Copy the records below word for word, leaving out the pictures.

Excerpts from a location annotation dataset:
⁂
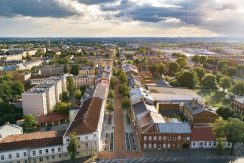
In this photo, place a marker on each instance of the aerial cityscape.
(121, 81)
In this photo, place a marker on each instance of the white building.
(42, 98)
(202, 137)
(10, 129)
(139, 95)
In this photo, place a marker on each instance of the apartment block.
(42, 98)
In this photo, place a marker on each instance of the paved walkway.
(119, 134)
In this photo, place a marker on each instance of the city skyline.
(121, 18)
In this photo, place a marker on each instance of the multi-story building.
(157, 132)
(238, 105)
(10, 129)
(198, 114)
(51, 146)
(203, 137)
(52, 70)
(87, 80)
(87, 71)
(41, 99)
(32, 147)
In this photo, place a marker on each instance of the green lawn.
(213, 98)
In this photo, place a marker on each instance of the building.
(28, 65)
(157, 132)
(42, 98)
(32, 147)
(10, 129)
(11, 57)
(52, 70)
(198, 114)
(89, 71)
(87, 80)
(51, 120)
(202, 137)
(133, 81)
(130, 69)
(140, 94)
(238, 105)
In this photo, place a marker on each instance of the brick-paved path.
(119, 133)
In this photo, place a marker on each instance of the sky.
(121, 18)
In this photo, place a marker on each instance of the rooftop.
(202, 134)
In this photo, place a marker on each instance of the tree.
(73, 146)
(225, 82)
(231, 71)
(111, 94)
(234, 132)
(110, 106)
(70, 85)
(200, 73)
(124, 90)
(17, 89)
(83, 89)
(29, 123)
(65, 96)
(187, 79)
(125, 102)
(238, 88)
(203, 59)
(209, 81)
(122, 77)
(112, 82)
(182, 62)
(67, 68)
(173, 67)
(77, 94)
(225, 112)
(196, 58)
(75, 69)
(221, 65)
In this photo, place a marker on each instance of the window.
(145, 145)
(145, 138)
(155, 137)
(41, 159)
(168, 138)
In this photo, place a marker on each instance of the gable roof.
(86, 120)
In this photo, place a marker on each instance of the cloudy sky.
(108, 18)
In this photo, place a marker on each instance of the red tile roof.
(202, 134)
(51, 118)
(31, 140)
(86, 120)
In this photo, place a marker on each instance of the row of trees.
(10, 90)
(230, 130)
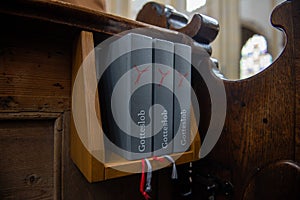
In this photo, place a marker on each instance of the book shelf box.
(85, 102)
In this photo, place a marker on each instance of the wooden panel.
(34, 66)
(75, 186)
(27, 159)
(296, 25)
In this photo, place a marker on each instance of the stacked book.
(146, 96)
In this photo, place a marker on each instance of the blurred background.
(246, 44)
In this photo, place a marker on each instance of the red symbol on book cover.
(182, 76)
(163, 76)
(140, 72)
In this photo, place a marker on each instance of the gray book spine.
(182, 91)
(141, 96)
(163, 96)
(127, 96)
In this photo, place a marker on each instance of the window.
(192, 5)
(254, 56)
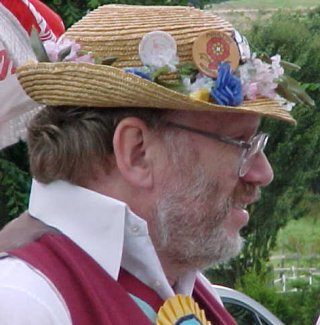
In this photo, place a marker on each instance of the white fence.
(284, 275)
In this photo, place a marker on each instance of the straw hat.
(118, 31)
(16, 20)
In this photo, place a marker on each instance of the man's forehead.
(220, 121)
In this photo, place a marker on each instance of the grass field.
(267, 4)
(243, 13)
⁂
CORRECT RESPONSE:
In this photo, place a marker on each instance of the aerial cityscape.
(121, 81)
In this photo, place a marker on each instance of the white building.
(42, 98)
(202, 137)
(10, 129)
(139, 95)
In this photo, place a marker on each instance of the apartment block.
(42, 98)
In this photo, place a marker on each instance of the paved walkway.
(119, 134)
In this photo, place a marker on each instance of the city skyline.
(121, 18)
In this photo, place a marker on each instance of the multi-story building.
(157, 132)
(238, 105)
(10, 129)
(198, 114)
(51, 146)
(203, 137)
(52, 70)
(87, 80)
(87, 71)
(41, 99)
(32, 147)
In this photo, place a marker on each instance of the green lawn.
(213, 98)
In this photo, place a marker on each instance of the building.
(28, 65)
(157, 132)
(42, 98)
(32, 147)
(10, 129)
(11, 57)
(52, 70)
(198, 114)
(89, 71)
(87, 80)
(51, 120)
(202, 137)
(133, 81)
(130, 69)
(140, 94)
(238, 105)
In this photo, place a marker on each instance of the brick-paved path.
(119, 133)
In this photo, place a marker on each instance of the sky.
(121, 18)
In this photo, place a marker on each instance of the rooftop.
(202, 134)
In this photo, place a marker on each instance of the tree.
(73, 146)
(225, 82)
(231, 71)
(111, 94)
(234, 132)
(110, 106)
(70, 85)
(200, 73)
(124, 90)
(17, 89)
(83, 89)
(29, 123)
(65, 96)
(187, 79)
(125, 102)
(238, 88)
(203, 59)
(209, 81)
(122, 77)
(112, 82)
(182, 62)
(67, 68)
(173, 67)
(77, 94)
(225, 112)
(196, 58)
(75, 69)
(221, 65)
In this photo, place a marker on each instance of the window.
(145, 145)
(145, 138)
(155, 137)
(41, 159)
(168, 138)
In this photo, place a marker on each instance of the gable roof.
(86, 120)
In this photo, place a marker on each instance of the cloudy sky.
(108, 18)
In this photo, place a marker on each instance of the red tile roof.
(202, 134)
(51, 118)
(31, 140)
(86, 120)
In this photo, place a marker on each instance of the row of trees.
(10, 90)
(230, 130)
In this photo, place a marker on each instance of the book shelf box.
(85, 102)
In this photo, place a marker on each instance of the wooden panel.
(34, 66)
(75, 186)
(27, 159)
(296, 25)
In this photo, place a marker on each instance of the stacked book.
(146, 96)
In this photo, place a marker on each instance of the blurred background.
(246, 44)
In this photo, place a marker on each instance of the red symbol on book cover.
(182, 76)
(163, 76)
(140, 72)
In this photo, place a marker on each instance of the gray book spine.
(182, 91)
(141, 96)
(163, 96)
(127, 96)
In this photo, place a marker on each instance of the window.
(192, 5)
(254, 56)
In this photo, place a marker on each instance of the white fence.
(284, 275)
In this photo, place a marker on each instance of the straw hat.
(118, 31)
(16, 20)
In this photo, place a marker on each instance of the man's forehead.
(220, 121)
In this photo, place a marker on each instance of the grass field.
(267, 4)
(243, 13)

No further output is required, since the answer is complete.